Turn the records below into a numbered list, starting at the line that contains "Task: identify the lawn" and running through the end of the records, both included. Omit any blank lines.
### SUPPLIED ENTRIES
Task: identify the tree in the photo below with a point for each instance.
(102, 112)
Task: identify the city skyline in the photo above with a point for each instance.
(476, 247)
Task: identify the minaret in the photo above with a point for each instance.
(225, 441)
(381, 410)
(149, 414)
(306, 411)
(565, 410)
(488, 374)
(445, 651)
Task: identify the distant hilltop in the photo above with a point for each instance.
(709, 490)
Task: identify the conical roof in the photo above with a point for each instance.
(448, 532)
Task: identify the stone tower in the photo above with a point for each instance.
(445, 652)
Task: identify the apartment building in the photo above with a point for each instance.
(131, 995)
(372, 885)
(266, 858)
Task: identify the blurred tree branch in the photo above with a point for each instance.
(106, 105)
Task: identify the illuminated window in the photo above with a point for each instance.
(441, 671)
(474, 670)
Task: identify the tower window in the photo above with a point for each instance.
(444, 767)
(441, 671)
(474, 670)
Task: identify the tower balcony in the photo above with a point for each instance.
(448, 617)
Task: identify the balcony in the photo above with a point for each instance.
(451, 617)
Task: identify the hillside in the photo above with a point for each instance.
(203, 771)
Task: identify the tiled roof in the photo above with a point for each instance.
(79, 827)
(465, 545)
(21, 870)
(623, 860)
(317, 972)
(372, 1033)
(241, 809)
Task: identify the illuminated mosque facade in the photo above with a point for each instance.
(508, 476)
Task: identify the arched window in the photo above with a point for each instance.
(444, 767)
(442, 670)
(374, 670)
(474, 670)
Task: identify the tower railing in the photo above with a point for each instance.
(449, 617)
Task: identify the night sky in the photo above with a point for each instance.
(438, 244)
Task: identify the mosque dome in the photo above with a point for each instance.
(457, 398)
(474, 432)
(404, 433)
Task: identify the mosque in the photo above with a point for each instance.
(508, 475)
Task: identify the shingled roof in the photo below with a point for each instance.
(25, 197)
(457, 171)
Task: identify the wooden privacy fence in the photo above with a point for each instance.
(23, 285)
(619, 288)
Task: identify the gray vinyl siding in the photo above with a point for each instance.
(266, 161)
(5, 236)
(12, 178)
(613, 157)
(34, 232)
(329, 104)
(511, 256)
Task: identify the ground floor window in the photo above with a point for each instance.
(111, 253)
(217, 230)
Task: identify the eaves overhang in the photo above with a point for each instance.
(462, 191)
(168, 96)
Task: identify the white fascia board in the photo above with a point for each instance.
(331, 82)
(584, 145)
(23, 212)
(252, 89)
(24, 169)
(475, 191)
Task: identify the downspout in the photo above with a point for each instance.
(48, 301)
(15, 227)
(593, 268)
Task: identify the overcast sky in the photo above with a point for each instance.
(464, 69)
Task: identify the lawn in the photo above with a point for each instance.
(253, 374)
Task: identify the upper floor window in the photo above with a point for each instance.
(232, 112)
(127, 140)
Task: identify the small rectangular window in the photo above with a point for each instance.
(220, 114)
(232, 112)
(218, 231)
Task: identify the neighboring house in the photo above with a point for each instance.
######
RESULT OF THE TASK
1. Task: identify the lawn in the photo above with a point for each instance.
2. (253, 374)
3. Task: identify the upper floor window in the photo above with a point for each instance.
4. (232, 112)
5. (127, 140)
6. Task: identify the small rectangular window in the photo above with a point for each instance.
7. (220, 114)
8. (232, 112)
9. (218, 231)
10. Task: identify the neighboring house in the photo above with a point for each instance.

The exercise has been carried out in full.